O que esperavam a liga espanhola de futebol, as
instâncias esportivas do pais, o ministro de esportes, o governo espanhol no
seu todo para intervir, já que não foi essa a primeira vez? A FIFA e a UEFA só
interferem no caso de haver vítimas fatais, ou desconhecem ser o racismo um
crime punido pela maioria dos países e, quem sabe, mesmo pela totalidade dos
países europeus, sem se esquecer da ONU e dos órgãos internacionais de defesa
dos direitos humanos?
E os patrocinadores dos clubes espanhóis toleram
esse clima de arena, consideram normal a excitação lúdica racista para a
promoção de seus produtos comerciáveis?

DADOS EXTRAÍDOS.
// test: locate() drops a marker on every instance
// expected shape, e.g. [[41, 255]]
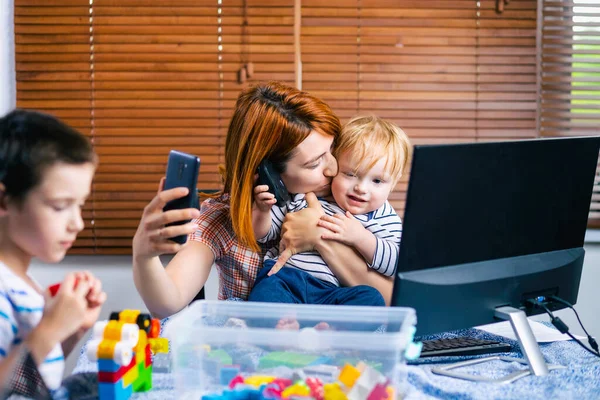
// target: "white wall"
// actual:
[[7, 57]]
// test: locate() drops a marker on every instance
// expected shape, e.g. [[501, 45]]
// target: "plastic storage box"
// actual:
[[215, 344]]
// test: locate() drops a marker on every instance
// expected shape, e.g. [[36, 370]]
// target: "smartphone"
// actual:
[[182, 171], [268, 176]]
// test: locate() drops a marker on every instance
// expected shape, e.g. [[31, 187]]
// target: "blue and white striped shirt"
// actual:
[[21, 309], [384, 223]]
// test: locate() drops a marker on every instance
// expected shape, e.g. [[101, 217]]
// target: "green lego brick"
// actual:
[[288, 359], [220, 355], [144, 381]]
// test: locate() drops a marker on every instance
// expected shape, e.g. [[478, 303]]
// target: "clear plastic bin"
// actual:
[[213, 341]]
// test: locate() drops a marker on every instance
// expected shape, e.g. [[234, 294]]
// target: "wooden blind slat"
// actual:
[[569, 84], [447, 72]]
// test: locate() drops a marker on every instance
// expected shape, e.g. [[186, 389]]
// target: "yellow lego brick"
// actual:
[[391, 393], [258, 380], [129, 316], [113, 330], [295, 390], [142, 341], [106, 349], [159, 345], [348, 375], [333, 391]]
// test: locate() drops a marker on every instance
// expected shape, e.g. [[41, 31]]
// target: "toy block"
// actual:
[[113, 391], [154, 331], [379, 392], [289, 359], [333, 391], [221, 355], [161, 363], [124, 353], [159, 345], [144, 382], [130, 376], [349, 375], [366, 382], [227, 373], [258, 380], [108, 365], [129, 316]]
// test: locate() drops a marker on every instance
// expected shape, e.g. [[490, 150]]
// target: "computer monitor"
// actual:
[[489, 225]]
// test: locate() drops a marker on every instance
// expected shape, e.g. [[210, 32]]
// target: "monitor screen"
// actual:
[[488, 225]]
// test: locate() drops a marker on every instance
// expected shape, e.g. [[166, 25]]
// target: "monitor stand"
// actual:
[[529, 347]]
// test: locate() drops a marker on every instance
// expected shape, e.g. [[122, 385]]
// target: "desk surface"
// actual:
[[580, 380]]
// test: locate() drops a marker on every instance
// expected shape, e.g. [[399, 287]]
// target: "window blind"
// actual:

TAREFAS OBRIGATÓRIAS.
A. Transcreva o trecho do texto sobre racismo no futebol espanhol começando em "E os patrocinadores" e seguindo até "seus produtos comerciáveis?".
B. Quais entidades internacionais do futebol são citadas no texto sobre racismo no futebol espanhol?
C. Escreva a continuação do texto sobre racismo no futebol espanhol a partir do ponto em que ele termina.
Os registros são um material à parte, independente do texto.

TAREFAS RESOLVIDAS.
A.
E os patrocinadores dos clubes espanhóis toleram
esse clima de arena, consideram normal a excitação lúdica racista para a
promoção de seus produtos comerciáveis?

B. A FIFA e a UEFA.

C.
Haveria essa reação mundial sem a denúncia da
imprensa? Talvez não, essa não foi a primeira vez que Vinícius Júnior foi alvo
de racistas. Mas os dirigentes do futebol espanhol preferiam fechar os olhos…
Uma mostra: o árbitro Ricardo de Burgos Bengoecheado, 37 anos, no encontro Real
Madrid com Valência, registrou apenas um caso de torcedor chamando Vinícius de
macaco, tendo interrompido o jogo por oito minutos por incidente racista. Na
sequência, Vini Jr. acabou sendo expulso e sujeito a não participar nos
próximos jogos do Real Madrid. Seria o caso da vítima ser punida?
Gianni Infantino, presidente da FIFA, diante das
repercussões da crise criada, afirmou já existir um procedimento específico para
se aplicar no caso de racismo durante o jogo. Deve ser suspensa a partida, os
jogadores se retiram e se faz um anúncio no estádio informando que, se
prosseguirem os insultos racistas, o jogo será suspenso e a vitória com seus
três pontos será atribuída ao clube do jogador ou jogadores alvos de racismo.
Infantino não disse por que esse procedimento ainda não é obrigatório, mas
afirmou que deveria ser adotado por todos os países. E por que ainda não foi?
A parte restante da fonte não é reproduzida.